— ARBEITSAUFTRAG —
Gib die folgenden Datensätze vom Anfang bis einschließlich der Zeile mit "x=494 y=657" wortgetreu aus und lass dabei die Bilder weg.

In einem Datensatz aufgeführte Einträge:
==========

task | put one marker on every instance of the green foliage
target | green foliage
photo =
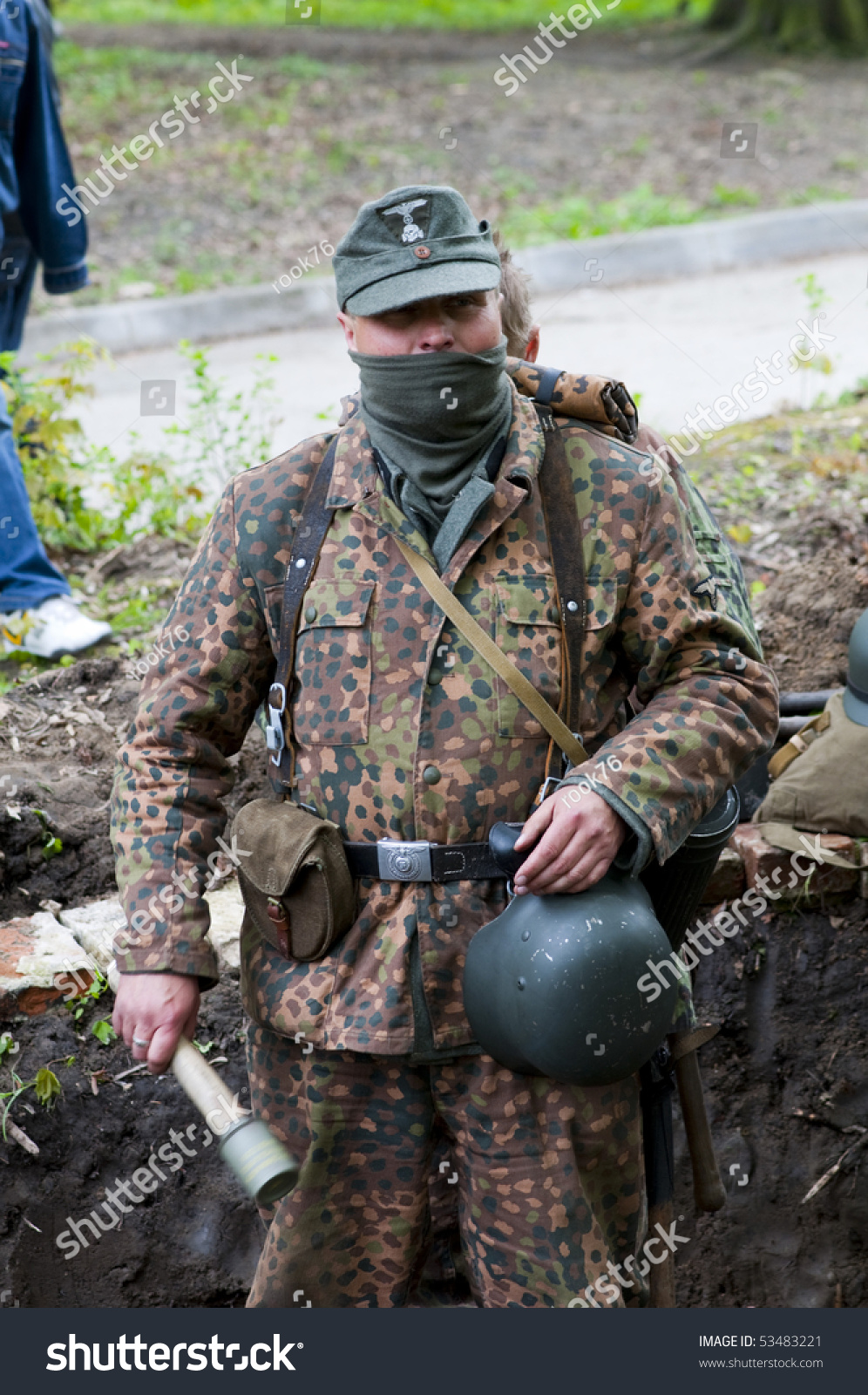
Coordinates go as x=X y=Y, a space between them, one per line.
x=738 y=197
x=51 y=444
x=577 y=216
x=817 y=297
x=52 y=844
x=222 y=429
x=46 y=1087
x=104 y=1031
x=464 y=14
x=77 y=1006
x=87 y=499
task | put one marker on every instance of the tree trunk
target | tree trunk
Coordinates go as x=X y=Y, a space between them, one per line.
x=794 y=24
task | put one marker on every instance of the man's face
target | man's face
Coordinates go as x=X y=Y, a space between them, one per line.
x=465 y=324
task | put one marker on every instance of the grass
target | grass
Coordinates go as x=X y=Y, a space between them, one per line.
x=440 y=14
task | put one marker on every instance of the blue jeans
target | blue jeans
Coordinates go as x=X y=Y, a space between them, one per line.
x=27 y=578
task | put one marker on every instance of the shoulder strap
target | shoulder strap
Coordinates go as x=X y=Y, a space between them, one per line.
x=310 y=532
x=566 y=562
x=494 y=657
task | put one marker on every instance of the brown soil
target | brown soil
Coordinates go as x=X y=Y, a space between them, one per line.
x=793 y=997
x=192 y=1243
x=807 y=616
x=64 y=771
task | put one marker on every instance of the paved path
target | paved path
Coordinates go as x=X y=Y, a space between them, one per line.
x=679 y=344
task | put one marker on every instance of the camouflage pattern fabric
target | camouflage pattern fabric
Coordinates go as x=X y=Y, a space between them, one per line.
x=403 y=732
x=712 y=544
x=547 y=1176
x=580 y=397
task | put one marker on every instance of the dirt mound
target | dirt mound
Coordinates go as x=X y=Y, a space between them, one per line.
x=807 y=616
x=193 y=1242
x=59 y=736
x=786 y=1085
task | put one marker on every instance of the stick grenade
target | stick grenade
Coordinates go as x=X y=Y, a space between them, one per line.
x=709 y=1192
x=248 y=1146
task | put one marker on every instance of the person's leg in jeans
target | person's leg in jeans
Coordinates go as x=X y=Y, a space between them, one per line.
x=27 y=576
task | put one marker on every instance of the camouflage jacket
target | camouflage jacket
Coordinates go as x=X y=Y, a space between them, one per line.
x=401 y=732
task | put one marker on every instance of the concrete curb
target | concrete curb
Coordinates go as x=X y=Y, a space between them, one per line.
x=615 y=260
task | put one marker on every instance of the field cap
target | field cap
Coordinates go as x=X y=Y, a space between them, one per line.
x=410 y=244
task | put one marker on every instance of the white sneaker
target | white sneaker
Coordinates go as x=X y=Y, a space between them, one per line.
x=53 y=628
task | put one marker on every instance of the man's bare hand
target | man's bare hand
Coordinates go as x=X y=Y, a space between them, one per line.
x=158 y=1009
x=577 y=844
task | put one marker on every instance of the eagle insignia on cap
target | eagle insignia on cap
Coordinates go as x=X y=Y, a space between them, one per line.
x=408 y=230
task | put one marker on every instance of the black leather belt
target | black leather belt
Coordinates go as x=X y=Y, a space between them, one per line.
x=394 y=861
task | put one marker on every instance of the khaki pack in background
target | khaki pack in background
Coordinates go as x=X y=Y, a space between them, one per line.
x=295 y=878
x=821 y=778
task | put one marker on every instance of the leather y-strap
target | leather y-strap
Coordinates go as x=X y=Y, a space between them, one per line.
x=564 y=532
x=310 y=532
x=485 y=646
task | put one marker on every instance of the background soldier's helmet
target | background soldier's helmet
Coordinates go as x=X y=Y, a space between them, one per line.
x=856 y=692
x=552 y=987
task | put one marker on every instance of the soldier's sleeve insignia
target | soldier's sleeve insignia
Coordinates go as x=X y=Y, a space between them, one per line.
x=408 y=222
x=707 y=588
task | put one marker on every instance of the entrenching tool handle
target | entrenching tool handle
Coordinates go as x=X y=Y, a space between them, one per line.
x=708 y=1187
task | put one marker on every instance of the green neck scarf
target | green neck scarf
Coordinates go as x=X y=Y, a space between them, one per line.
x=434 y=418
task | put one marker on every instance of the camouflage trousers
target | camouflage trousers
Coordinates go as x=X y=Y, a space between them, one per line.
x=549 y=1178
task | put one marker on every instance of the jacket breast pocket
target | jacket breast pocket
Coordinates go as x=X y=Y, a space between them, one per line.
x=334 y=666
x=529 y=634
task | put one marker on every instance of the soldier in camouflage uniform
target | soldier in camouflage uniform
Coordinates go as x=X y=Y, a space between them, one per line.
x=401 y=732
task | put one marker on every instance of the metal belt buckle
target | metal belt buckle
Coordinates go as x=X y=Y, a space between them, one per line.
x=403 y=861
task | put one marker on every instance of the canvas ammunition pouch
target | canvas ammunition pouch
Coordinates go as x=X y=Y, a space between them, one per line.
x=295 y=867
x=818 y=779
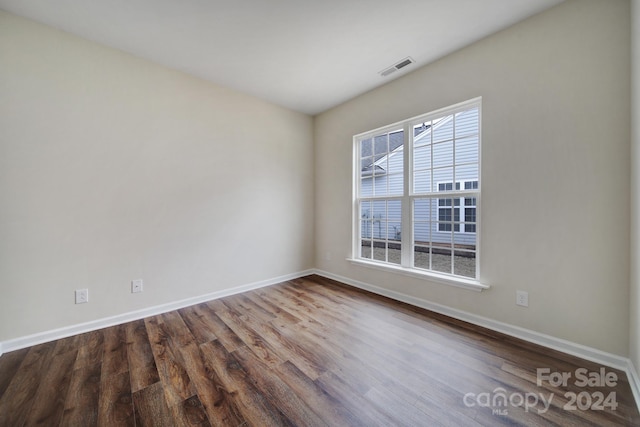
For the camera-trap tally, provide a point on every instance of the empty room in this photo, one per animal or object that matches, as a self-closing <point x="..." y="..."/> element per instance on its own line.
<point x="331" y="213"/>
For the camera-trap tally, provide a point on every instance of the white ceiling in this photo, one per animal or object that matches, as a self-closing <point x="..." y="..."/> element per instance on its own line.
<point x="307" y="55"/>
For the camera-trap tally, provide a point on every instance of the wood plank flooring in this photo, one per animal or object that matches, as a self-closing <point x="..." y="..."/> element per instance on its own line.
<point x="308" y="352"/>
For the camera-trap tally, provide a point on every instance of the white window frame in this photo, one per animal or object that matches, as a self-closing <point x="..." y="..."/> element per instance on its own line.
<point x="406" y="267"/>
<point x="462" y="222"/>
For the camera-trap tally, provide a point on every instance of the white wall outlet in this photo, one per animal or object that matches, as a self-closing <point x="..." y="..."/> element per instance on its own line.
<point x="136" y="286"/>
<point x="82" y="296"/>
<point x="522" y="298"/>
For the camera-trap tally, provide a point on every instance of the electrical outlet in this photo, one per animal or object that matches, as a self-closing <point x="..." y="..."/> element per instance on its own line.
<point x="522" y="298"/>
<point x="82" y="296"/>
<point x="136" y="286"/>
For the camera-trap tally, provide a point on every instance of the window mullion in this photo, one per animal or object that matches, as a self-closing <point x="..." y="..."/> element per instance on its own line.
<point x="407" y="202"/>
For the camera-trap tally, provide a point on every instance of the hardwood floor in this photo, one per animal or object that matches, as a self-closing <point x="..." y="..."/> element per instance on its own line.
<point x="309" y="352"/>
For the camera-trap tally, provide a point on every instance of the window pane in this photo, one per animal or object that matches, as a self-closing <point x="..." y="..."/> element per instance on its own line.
<point x="366" y="148"/>
<point x="394" y="253"/>
<point x="366" y="228"/>
<point x="394" y="209"/>
<point x="464" y="264"/>
<point x="380" y="144"/>
<point x="421" y="257"/>
<point x="467" y="122"/>
<point x="422" y="133"/>
<point x="379" y="252"/>
<point x="443" y="154"/>
<point x="442" y="175"/>
<point x="380" y="185"/>
<point x="422" y="182"/>
<point x="394" y="231"/>
<point x="443" y="129"/>
<point x="366" y="187"/>
<point x="365" y="249"/>
<point x="441" y="260"/>
<point x="467" y="150"/>
<point x="444" y="214"/>
<point x="467" y="172"/>
<point x="422" y="210"/>
<point x="421" y="232"/>
<point x="470" y="215"/>
<point x="396" y="185"/>
<point x="422" y="158"/>
<point x="444" y="226"/>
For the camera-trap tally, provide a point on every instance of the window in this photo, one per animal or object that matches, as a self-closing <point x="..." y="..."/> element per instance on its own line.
<point x="463" y="207"/>
<point x="417" y="193"/>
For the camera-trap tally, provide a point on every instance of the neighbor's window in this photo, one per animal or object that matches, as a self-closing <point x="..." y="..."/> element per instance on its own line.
<point x="417" y="193"/>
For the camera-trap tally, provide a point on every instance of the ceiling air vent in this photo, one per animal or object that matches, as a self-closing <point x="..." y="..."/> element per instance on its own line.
<point x="403" y="63"/>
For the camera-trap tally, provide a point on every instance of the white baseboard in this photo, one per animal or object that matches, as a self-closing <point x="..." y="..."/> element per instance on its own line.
<point x="67" y="331"/>
<point x="575" y="349"/>
<point x="592" y="354"/>
<point x="634" y="382"/>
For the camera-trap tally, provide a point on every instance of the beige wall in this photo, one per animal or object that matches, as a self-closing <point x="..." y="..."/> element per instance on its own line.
<point x="555" y="171"/>
<point x="635" y="186"/>
<point x="113" y="168"/>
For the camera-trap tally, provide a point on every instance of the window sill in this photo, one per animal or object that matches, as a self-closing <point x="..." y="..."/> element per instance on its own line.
<point x="470" y="284"/>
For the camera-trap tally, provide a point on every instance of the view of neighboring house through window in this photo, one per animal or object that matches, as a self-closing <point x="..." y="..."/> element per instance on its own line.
<point x="417" y="193"/>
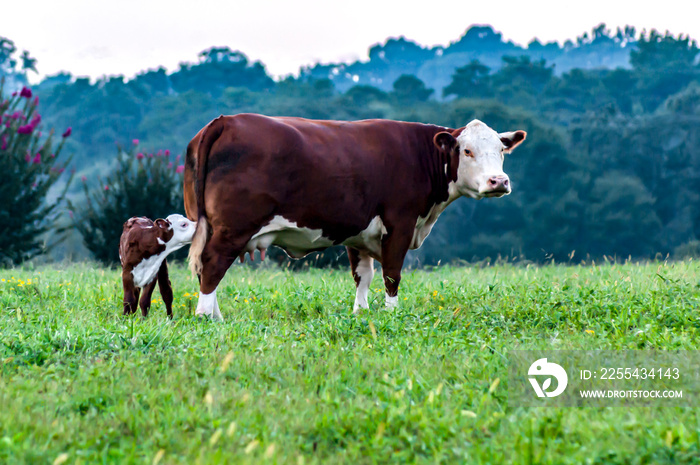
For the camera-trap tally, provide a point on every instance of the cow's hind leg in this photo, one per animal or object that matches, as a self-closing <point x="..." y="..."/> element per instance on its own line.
<point x="362" y="266"/>
<point x="165" y="288"/>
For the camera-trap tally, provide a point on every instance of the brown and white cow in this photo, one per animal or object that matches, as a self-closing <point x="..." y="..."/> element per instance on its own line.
<point x="375" y="186"/>
<point x="143" y="248"/>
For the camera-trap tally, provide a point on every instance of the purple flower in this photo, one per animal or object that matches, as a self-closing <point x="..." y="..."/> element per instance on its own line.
<point x="35" y="122"/>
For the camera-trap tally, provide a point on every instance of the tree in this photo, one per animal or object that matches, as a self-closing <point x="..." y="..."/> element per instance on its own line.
<point x="409" y="89"/>
<point x="141" y="184"/>
<point x="470" y="81"/>
<point x="30" y="169"/>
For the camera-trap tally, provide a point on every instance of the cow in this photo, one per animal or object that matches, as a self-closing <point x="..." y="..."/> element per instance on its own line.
<point x="375" y="186"/>
<point x="143" y="248"/>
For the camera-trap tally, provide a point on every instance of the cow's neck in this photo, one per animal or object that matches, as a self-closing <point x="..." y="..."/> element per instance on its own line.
<point x="441" y="170"/>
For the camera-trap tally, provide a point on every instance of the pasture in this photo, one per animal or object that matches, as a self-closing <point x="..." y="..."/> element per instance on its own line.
<point x="292" y="376"/>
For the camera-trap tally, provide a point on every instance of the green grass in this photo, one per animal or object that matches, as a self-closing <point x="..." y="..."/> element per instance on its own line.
<point x="292" y="376"/>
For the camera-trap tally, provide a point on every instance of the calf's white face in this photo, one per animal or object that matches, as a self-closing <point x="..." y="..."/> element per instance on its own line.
<point x="183" y="231"/>
<point x="480" y="151"/>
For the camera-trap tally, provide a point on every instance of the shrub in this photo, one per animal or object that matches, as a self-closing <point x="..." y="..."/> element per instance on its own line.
<point x="140" y="185"/>
<point x="30" y="169"/>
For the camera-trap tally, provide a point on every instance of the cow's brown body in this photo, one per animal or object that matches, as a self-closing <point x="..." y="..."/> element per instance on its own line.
<point x="244" y="172"/>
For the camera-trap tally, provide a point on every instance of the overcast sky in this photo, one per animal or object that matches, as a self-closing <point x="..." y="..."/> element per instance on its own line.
<point x="97" y="38"/>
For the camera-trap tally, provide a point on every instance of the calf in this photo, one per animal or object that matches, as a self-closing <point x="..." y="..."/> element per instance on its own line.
<point x="143" y="247"/>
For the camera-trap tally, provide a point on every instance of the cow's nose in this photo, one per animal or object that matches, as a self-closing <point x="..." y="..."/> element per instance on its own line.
<point x="497" y="183"/>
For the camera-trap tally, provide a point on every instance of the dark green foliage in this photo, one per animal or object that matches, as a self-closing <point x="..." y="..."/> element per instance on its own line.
<point x="470" y="81"/>
<point x="408" y="89"/>
<point x="30" y="168"/>
<point x="140" y="184"/>
<point x="611" y="164"/>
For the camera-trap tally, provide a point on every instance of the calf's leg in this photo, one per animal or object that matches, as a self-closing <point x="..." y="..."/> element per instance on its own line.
<point x="131" y="293"/>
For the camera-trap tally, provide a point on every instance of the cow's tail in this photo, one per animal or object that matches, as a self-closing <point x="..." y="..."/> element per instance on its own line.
<point x="209" y="135"/>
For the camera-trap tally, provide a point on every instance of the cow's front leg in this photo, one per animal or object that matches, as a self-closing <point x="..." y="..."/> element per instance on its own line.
<point x="362" y="266"/>
<point x="165" y="288"/>
<point x="145" y="300"/>
<point x="217" y="257"/>
<point x="394" y="247"/>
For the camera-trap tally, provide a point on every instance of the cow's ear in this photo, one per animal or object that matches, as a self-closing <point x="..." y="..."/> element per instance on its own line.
<point x="163" y="224"/>
<point x="445" y="141"/>
<point x="512" y="139"/>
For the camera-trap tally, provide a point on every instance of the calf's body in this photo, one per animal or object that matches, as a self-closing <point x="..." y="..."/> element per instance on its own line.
<point x="143" y="248"/>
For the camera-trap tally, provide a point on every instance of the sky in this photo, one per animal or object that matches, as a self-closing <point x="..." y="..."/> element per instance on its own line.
<point x="96" y="38"/>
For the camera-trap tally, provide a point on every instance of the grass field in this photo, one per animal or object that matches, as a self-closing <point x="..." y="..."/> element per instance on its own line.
<point x="292" y="376"/>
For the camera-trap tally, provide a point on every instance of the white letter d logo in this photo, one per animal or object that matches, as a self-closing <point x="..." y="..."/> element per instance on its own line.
<point x="543" y="368"/>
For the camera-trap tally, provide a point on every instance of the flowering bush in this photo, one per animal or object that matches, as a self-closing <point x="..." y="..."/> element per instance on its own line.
<point x="142" y="184"/>
<point x="30" y="168"/>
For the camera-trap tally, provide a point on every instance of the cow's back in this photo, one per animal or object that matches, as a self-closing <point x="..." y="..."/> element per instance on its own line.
<point x="329" y="175"/>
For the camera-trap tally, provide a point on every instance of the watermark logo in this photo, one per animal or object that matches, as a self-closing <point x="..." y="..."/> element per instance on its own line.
<point x="544" y="368"/>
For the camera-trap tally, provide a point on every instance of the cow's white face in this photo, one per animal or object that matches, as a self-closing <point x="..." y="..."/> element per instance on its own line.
<point x="480" y="151"/>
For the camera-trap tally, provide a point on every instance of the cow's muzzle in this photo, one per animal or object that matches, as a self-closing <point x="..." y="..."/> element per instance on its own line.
<point x="497" y="186"/>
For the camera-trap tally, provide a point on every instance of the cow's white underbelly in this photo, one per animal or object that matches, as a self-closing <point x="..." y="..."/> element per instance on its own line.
<point x="299" y="241"/>
<point x="370" y="239"/>
<point x="296" y="241"/>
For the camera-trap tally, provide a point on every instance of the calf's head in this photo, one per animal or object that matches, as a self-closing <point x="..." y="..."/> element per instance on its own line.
<point x="478" y="152"/>
<point x="175" y="231"/>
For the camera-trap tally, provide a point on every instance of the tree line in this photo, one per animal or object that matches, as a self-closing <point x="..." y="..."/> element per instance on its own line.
<point x="610" y="167"/>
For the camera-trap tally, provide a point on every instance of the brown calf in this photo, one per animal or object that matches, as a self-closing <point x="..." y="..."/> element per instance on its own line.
<point x="143" y="248"/>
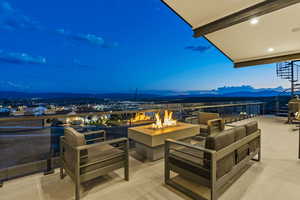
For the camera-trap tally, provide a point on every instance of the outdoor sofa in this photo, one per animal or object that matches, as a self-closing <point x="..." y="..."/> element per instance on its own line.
<point x="214" y="165"/>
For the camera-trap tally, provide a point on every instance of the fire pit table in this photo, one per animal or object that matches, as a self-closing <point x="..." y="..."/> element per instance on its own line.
<point x="149" y="141"/>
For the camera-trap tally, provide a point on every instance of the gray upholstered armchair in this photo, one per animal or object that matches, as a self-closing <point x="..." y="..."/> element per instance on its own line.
<point x="209" y="123"/>
<point x="84" y="159"/>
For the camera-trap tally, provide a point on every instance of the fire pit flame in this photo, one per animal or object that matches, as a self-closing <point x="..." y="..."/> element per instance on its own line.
<point x="168" y="121"/>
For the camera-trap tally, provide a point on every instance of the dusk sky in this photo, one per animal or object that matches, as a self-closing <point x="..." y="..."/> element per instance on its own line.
<point x="111" y="46"/>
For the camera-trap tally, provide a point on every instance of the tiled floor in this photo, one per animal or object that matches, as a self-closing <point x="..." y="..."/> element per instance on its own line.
<point x="276" y="177"/>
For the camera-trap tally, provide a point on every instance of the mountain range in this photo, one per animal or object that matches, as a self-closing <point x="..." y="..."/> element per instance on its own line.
<point x="235" y="91"/>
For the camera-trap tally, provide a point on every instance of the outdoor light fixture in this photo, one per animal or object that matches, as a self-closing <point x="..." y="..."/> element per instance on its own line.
<point x="254" y="21"/>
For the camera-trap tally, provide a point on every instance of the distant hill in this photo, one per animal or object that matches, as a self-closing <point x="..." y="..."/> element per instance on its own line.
<point x="241" y="91"/>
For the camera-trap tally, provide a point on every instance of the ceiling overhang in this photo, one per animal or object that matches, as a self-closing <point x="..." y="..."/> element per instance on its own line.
<point x="274" y="36"/>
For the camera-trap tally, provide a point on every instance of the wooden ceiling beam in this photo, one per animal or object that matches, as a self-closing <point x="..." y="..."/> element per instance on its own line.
<point x="257" y="10"/>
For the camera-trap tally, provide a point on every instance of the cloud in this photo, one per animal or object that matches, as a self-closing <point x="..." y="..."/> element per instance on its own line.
<point x="87" y="38"/>
<point x="79" y="63"/>
<point x="12" y="19"/>
<point x="199" y="48"/>
<point x="21" y="58"/>
<point x="12" y="86"/>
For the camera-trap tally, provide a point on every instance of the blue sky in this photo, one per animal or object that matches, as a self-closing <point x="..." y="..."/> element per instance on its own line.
<point x="111" y="46"/>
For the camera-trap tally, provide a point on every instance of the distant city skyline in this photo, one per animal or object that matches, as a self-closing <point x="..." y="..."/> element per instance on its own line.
<point x="111" y="46"/>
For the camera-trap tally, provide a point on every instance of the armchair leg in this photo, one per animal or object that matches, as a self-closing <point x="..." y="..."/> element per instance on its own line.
<point x="62" y="175"/>
<point x="126" y="173"/>
<point x="126" y="167"/>
<point x="77" y="190"/>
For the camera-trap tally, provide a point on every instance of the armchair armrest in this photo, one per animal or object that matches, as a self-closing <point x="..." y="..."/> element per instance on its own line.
<point x="218" y="120"/>
<point x="210" y="122"/>
<point x="98" y="135"/>
<point x="192" y="120"/>
<point x="86" y="147"/>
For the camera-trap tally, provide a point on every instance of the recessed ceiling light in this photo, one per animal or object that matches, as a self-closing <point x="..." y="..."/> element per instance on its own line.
<point x="254" y="21"/>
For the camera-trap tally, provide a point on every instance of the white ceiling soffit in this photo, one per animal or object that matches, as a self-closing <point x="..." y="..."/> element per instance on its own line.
<point x="201" y="12"/>
<point x="276" y="34"/>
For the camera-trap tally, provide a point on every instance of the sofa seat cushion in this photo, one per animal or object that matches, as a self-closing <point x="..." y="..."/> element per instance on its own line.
<point x="191" y="160"/>
<point x="103" y="155"/>
<point x="204" y="117"/>
<point x="242" y="153"/>
<point x="251" y="127"/>
<point x="218" y="142"/>
<point x="203" y="130"/>
<point x="254" y="145"/>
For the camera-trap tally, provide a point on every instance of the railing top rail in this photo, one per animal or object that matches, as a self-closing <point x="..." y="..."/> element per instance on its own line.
<point x="182" y="107"/>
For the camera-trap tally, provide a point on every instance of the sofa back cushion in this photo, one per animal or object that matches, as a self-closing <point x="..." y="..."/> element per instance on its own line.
<point x="203" y="117"/>
<point x="251" y="127"/>
<point x="240" y="132"/>
<point x="74" y="139"/>
<point x="218" y="142"/>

==========

— GELÖSTE AUFGABE —
task | put one marker on every instance of the green foliage
target | green foliage
photo =
Coordinates go as x=X y=Y, a space between them, one per line.
x=738 y=197
x=51 y=444
x=577 y=216
x=817 y=297
x=52 y=844
x=222 y=429
x=46 y=1087
x=104 y=1031
x=464 y=14
x=77 y=1006
x=87 y=499
task | put one marker on every instance of the tree trunk
target | tree trunk
Coordinates go as x=X y=Y, a space between them, one per line.
x=794 y=24
task | put one marker on every instance of the man's face
target | man's face
Coordinates go as x=X y=Y, a space between them, one per line.
x=465 y=324
task | put one marker on every instance of the grass
target | grass
Coordinates go as x=X y=Y, a space between them, one per line.
x=440 y=14
task | put one marker on every instance of the blue jeans
target | blue jeans
Coordinates go as x=X y=Y, a space between them, one per line.
x=27 y=578
task | put one marker on every instance of the shoulder strap
target | shoulder strap
Coordinates go as x=X y=Y, a space between them, one per line.
x=310 y=532
x=566 y=562
x=494 y=657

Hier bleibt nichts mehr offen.